-- START --
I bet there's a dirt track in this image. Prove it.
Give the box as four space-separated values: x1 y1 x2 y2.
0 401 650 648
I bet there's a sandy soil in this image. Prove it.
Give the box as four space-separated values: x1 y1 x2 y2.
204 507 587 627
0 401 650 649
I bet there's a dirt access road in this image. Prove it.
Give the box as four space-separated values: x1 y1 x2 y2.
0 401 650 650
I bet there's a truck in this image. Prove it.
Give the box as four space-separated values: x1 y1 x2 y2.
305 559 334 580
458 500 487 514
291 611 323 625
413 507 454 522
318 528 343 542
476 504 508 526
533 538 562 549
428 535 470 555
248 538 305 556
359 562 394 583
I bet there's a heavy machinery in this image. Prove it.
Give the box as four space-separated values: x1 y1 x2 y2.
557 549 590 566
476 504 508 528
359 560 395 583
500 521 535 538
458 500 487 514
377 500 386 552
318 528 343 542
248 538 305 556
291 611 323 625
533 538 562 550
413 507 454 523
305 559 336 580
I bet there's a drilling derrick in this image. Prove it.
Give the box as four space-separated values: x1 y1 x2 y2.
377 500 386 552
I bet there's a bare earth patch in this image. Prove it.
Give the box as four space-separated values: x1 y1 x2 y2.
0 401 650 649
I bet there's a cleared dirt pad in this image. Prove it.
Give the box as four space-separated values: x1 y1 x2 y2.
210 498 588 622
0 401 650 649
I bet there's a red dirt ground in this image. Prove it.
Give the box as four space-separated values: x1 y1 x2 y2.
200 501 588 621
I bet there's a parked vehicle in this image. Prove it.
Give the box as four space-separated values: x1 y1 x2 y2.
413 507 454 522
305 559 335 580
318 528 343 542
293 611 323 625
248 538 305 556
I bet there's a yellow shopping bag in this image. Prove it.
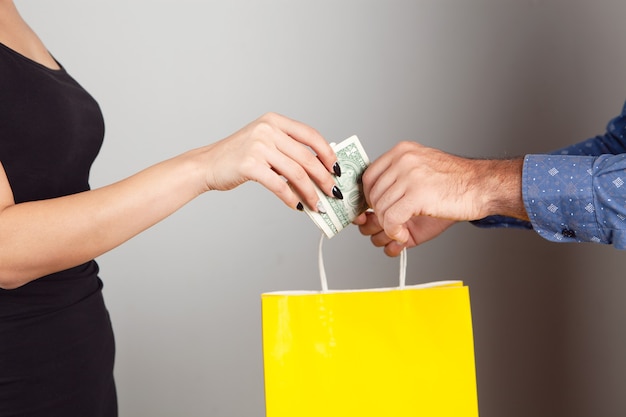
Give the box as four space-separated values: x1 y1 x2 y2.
262 237 478 417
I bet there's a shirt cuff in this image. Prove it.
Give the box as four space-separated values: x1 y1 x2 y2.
522 155 611 243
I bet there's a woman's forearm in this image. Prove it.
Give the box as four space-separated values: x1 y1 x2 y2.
0 145 203 288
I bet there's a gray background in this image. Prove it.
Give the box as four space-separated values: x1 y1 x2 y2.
18 0 626 417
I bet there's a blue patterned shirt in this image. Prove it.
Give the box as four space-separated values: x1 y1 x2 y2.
472 99 626 249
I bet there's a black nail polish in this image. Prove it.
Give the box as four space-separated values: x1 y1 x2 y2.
333 162 341 177
333 185 343 200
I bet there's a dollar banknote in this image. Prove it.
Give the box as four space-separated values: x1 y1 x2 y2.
304 135 370 239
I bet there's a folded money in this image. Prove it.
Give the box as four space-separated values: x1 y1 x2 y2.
304 135 370 239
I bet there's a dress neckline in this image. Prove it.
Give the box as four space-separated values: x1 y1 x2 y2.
0 42 65 74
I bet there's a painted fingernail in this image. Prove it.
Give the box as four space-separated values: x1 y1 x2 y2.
333 185 343 200
333 162 341 177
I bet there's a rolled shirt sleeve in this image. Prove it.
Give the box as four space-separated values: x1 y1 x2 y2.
472 100 626 249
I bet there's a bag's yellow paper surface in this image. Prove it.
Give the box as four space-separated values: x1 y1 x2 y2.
262 282 478 417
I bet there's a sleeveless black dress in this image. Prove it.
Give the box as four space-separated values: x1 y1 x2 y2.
0 44 117 417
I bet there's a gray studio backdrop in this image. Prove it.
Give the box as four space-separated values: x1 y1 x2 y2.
17 0 626 417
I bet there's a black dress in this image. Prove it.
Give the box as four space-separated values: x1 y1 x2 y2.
0 44 117 417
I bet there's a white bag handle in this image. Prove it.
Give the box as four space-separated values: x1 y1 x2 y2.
317 233 407 292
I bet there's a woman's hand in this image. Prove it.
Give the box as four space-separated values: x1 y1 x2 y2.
200 113 341 210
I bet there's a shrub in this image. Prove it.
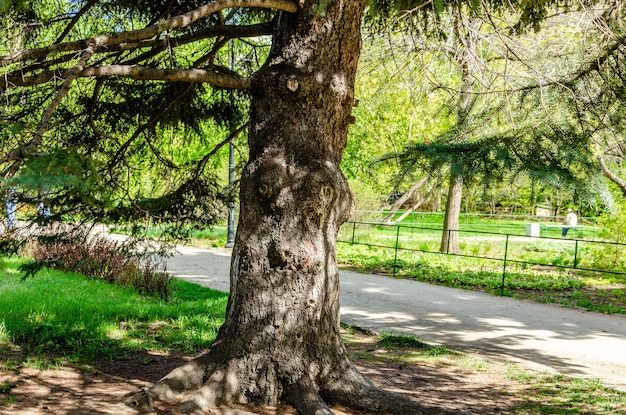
-- END --
## EXERCISE
Copy all of the data above verbatim, leaving out the pictures.

## REPLY TO THE TASK
I bet there's a dirt track in this image. Prove it.
Give the box as four space-separated values: x1 y1 x2 y2.
0 401 650 648
I bet there's a sandy soil in this image. Prove it.
Give the box as four space-separated values: x1 y1 x2 y2.
204 507 587 627
0 401 650 649
I bet there's a dirt access road in this image. Prove it.
Give the box as four space-separated values: x1 y1 x2 y2.
0 401 650 650
I bet there's a truck in this image. Prove it.
Give the box as four space-separated values: x1 y1 x2 y2.
305 559 334 580
458 500 487 514
291 611 323 625
413 507 454 522
318 528 343 542
476 504 508 526
533 538 562 549
428 535 470 555
248 538 305 556
359 562 394 583
I bet there's a heavy machinery in this image. Prove it.
Give the box as four space-separated values: x1 y1 x2 y2.
557 549 590 566
476 504 508 528
359 560 395 583
500 521 535 538
458 500 487 514
377 500 386 552
318 528 343 542
248 538 305 556
291 611 323 625
533 538 562 550
413 507 454 523
305 559 336 580
I bet there's a drilling derrick in this image. Prove it.
Give the box as four space-separated values: x1 y1 x2 y2.
377 500 386 552
I bet there's a bare earth patch in this image. Prove it.
Give the box as four space-separated values: x1 y1 x2 y2.
0 401 650 649
I bet there's a cleared dirt pad in this image. Prove it.
Give the box as four space-separated values: x1 y1 x2 y2.
210 498 588 622
0 401 650 649
I bet there's a red dirt ground in this image. Prove it.
Give the box as four space-separated values: x1 y1 x2 y2.
200 501 588 621
I bet there's a parked vehicle in this image. Prove it.
Give the box as four space-separated values: x1 y1 x2 y2.
413 507 454 522
305 559 335 580
318 528 343 542
293 611 323 625
248 538 305 556
I bet there's a yellow shopping bag in this image. Prove it.
Give the box as four space-separated values: x1 y1 x2 y2.
262 237 478 417
I bet there's a shirt cuff in this image. Prove it.
Give the box as four space-separated values: x1 y1 x2 y2.
522 155 611 243
I bet there's a woman's forearm in this image. Prove it.
Give the box as four space-separated values: x1 y1 x2 y2.
0 145 203 288
I bet there's a gray background in this image. Prove it.
Give the box as four space-separated values: x1 y1 x2 y2.
18 0 626 417
I bet there's a blue patterned shirt in this image. Prove it.
Give the box as four space-separated values: x1 y1 x2 y2.
472 99 626 249
I bet there's a black nail polish in this image. Prove it.
Give the box as four space-separated values: x1 y1 x2 y2.
333 162 341 177
333 185 343 200
I bet there's a dollar banknote in this image. Prove it.
Give the box as four space-separated values: x1 y1 x2 y2.
304 135 370 239
I bet there's a folded money in this image. Prove it.
Give the box as four space-separated values: x1 y1 x2 y2.
304 135 370 239
I bet there's a dress neckline in this image. Prove it.
Give the box as four space-separated values: x1 y1 x2 y2.
0 42 65 74
I bet there's a painted fingernail in this image. Prove it.
Give the box as four space-separated values: x1 y1 x2 y2.
333 185 343 200
333 162 341 177
I bet there's a rolled shirt sleeve in this image. Prove it.
Give the box as four space-separated values: x1 y1 x2 y2.
472 100 626 249
I bet there's a bag's yellow paper surface in this image. Prove it.
Give the box as four space-separated values: x1 y1 x2 y2.
262 282 478 417
I bet there's a sleeveless black dress in this image. Prove it.
Give the box as four space-separated values: x1 y1 x2 y2.
0 44 117 417
I bet there's a gray studio backdrop in this image. Prove it.
Give the box as four space-separated values: x1 y1 x2 y2.
17 0 626 417
I bet there's a black dress in this image. Prove it.
Give the box as four space-separated values: x1 y1 x2 y2.
0 44 117 417
I bet there's a white bag handle in this image. Prove it.
Give the box as four space-separated values: x1 y1 x2 y2.
317 233 407 292
I bet there's a woman's hand in this image. Prove it.
Give the box as four space-separated values: x1 y1 x2 y2.
200 113 341 210
I bet there's a shrub in this image. Prove it.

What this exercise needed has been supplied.